## [Work instructions]
Give everything below, from the line containing "Wildlife camera-trap request: tag the jar" down through the line containing "point(282, 189)", as a Markdown table with columns headed "Row" and "Text", one numbered row per line, omitting blank lines.

BEGIN

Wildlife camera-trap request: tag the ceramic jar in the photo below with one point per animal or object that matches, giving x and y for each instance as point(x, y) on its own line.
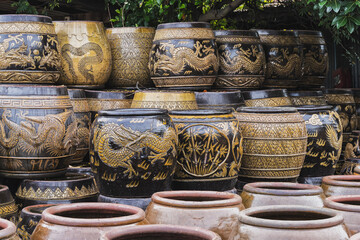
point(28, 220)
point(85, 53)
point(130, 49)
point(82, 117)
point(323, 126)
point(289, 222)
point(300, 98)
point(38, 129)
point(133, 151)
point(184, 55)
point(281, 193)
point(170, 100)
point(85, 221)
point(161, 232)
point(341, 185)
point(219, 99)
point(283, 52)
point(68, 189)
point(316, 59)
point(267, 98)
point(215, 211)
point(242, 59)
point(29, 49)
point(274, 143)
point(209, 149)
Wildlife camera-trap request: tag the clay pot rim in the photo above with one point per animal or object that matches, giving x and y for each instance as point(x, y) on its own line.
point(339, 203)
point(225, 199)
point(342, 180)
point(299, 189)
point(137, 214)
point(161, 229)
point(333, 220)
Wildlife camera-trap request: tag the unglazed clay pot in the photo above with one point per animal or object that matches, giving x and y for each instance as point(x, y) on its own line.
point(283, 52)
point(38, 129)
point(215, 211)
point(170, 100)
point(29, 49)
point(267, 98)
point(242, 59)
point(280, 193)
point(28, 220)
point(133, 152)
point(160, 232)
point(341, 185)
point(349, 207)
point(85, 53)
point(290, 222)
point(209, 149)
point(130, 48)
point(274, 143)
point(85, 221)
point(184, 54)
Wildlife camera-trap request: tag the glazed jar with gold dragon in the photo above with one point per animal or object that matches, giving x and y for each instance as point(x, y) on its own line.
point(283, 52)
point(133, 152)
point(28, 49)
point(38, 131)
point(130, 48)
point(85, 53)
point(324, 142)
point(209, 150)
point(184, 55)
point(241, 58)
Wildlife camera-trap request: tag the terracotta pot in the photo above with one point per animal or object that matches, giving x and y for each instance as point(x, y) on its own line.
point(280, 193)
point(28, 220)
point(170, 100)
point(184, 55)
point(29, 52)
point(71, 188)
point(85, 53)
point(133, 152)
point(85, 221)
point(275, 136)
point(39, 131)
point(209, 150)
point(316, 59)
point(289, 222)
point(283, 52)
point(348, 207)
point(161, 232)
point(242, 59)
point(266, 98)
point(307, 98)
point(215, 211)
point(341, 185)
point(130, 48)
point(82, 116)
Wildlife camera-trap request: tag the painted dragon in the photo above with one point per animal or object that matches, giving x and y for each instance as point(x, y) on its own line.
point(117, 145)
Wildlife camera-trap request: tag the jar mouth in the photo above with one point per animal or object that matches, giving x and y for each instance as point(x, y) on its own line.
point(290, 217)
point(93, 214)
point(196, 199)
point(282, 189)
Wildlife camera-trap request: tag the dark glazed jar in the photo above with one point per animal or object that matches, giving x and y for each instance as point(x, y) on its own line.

END

## [Problem solution]
| Row | Text |
|---|---|
| 1 | Wildlife camera-trap request: tag the jar mouth in the photo above with one point per animal or object that matches, giving x and y for each instance as point(x, y) on its own line. |
| 2 | point(290, 217) |
| 3 | point(93, 214) |
| 4 | point(196, 199) |
| 5 | point(282, 189) |